**Supplied text**:
————————

Liam Fox delivers speech on the dangers of Scottish nationalism

EXCERPTS FROM A SPEECH ON THE SCOTTISH REFERENDUM

Dr Liam Fox MP, Member of Parliament for North Somerset

 

7th February 2014

 

It has not been a good time for the Nationalists.

 

The skewering of Alex Salmond’s economics by the Governor of the Bank of England, Mark Carney, on his recent visit, was instructive, if not downright embarrassing.

 

What is now clear is that there is no guarantee that the UK Parliament would allow Scotland to use the pound if it voted to be independent. Even if it were to be allowed, Carney pointed out that it would mean full currency union, with banking union and the Bank of England as lender of last resort to Scottish banks. We can all see what has happened in the Eurozone when you have currency union without fiscal integration. You cannot simply make up economic policy and expect to get away with it.

 

Alex Salmond says he doesn’t need to take lessons from anyone else about economics. Believe me, Alex, you really do.

 

Another benefit that the Union brings to all its constituent parts is collective responsibility for the UK’s total debt. In the event of independence, Scotland would have to pay its fair share. Ironically in 1694, it was a Scotsman, William Paterson that helped establish the Bank of England for the purpose of lending the government money to wage war.

 

Scotland’s First Minister now says that if Scotland votes for independence and he doesn’t get everything he wants from the UK government, then Scotland will not contribute to the UK’s debt interest. This is maybe not surprising given that taking all liabilities into account, it is estimated that Scottish debt could rise to £185.4 billion or 123% of GDP if it became independent. But what sort of credibility do you think you will have in international markets if your first action is to refuse to pay your debts. Who will want to lend to you again?

————————

**Set problem 1**:
Summarize the speech in two sentences.
**Set problem 2**:
Write out the speech starting with "7th February 2014" and going on through "away with it.", substituting "revealing" for "instructive".
**Set problem 3**:
Based on the speech, mark each statement yes or no, and quote the words that decide it: (a) The speech is dated 7th February 2014. (b) William Paterson helped establish the Bank of England to fund public schools. (c) Scottish debt could rise to £185.4 billion if Scotland became independent.

**Point labeling dataset excerpts**:
————————

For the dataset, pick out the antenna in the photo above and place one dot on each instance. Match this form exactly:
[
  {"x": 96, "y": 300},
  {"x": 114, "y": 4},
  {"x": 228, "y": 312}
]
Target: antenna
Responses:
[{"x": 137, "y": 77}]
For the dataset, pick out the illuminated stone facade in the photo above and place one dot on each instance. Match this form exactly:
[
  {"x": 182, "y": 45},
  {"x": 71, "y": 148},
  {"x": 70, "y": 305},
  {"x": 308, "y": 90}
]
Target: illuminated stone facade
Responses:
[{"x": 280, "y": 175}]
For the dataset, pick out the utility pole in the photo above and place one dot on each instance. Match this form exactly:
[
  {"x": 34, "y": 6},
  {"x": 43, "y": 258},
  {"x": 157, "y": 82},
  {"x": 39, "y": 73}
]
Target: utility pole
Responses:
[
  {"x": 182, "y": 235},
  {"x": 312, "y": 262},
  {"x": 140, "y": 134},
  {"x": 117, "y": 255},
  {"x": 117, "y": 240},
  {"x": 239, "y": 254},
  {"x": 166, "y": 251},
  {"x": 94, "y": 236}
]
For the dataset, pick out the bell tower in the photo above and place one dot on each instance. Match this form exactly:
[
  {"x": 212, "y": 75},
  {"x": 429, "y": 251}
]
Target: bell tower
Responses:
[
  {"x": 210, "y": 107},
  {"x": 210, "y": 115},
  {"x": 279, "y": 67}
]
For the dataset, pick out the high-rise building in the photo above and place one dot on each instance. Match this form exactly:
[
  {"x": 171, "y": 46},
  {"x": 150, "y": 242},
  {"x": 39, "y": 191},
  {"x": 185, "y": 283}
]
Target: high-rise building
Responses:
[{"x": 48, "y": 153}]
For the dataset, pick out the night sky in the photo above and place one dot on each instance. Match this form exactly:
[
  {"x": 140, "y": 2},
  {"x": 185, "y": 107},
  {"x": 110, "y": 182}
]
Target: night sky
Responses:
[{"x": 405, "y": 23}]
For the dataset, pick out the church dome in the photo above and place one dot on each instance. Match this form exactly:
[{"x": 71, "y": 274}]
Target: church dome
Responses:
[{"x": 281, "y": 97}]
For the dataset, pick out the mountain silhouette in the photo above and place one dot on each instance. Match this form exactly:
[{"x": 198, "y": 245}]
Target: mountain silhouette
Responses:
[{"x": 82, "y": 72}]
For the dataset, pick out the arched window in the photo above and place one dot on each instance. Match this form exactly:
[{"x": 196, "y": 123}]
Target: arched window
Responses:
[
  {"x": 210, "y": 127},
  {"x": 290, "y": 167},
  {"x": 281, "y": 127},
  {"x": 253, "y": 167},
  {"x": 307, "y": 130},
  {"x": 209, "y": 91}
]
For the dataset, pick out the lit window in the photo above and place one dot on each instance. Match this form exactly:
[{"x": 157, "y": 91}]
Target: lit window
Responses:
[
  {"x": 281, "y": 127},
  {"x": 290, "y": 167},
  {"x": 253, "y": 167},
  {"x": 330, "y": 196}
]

————————

**Complete answer 1**:
Liam Fox argues that Mark Carney's visit exposed flaws in Alex Salmond's economics: there is no guarantee an independent Scotland could use the pound, and keeping it would mean full currency union with banking union. He adds that an independent Scotland would have to pay its fair share of the UK's debt, and that refusing to do so would damage its credibility with international lenders.

**Complete answer 2**:
7th February 2014

 

It has not been a good time for the Nationalists.

 

The skewering of Alex Salmond’s economics by the Governor of the Bank of England, Mark Carney, on his recent visit, was revealing, if not downright embarrassing.

 

What is now clear is that there is no guarantee that the UK Parliament would allow Scotland to use the pound if it voted to be independent. Even if it were to be allowed, Carney pointed out that it would mean full currency union, with banking union and the Bank of England as lender of last resort to Scottish banks. We can all see what has happened in the Eurozone when you have currency union without fiscal integration. You cannot simply make up economic policy and expect to get away with it.

**Complete answer 3**:
(a) Yes: "7th February 2014"
(b) No: "for the purpose of lending the government money to wage war"
(c) Yes: "it is estimated that Scottish debt could rise to £185.4 billion or 123% of GDP if it became independent"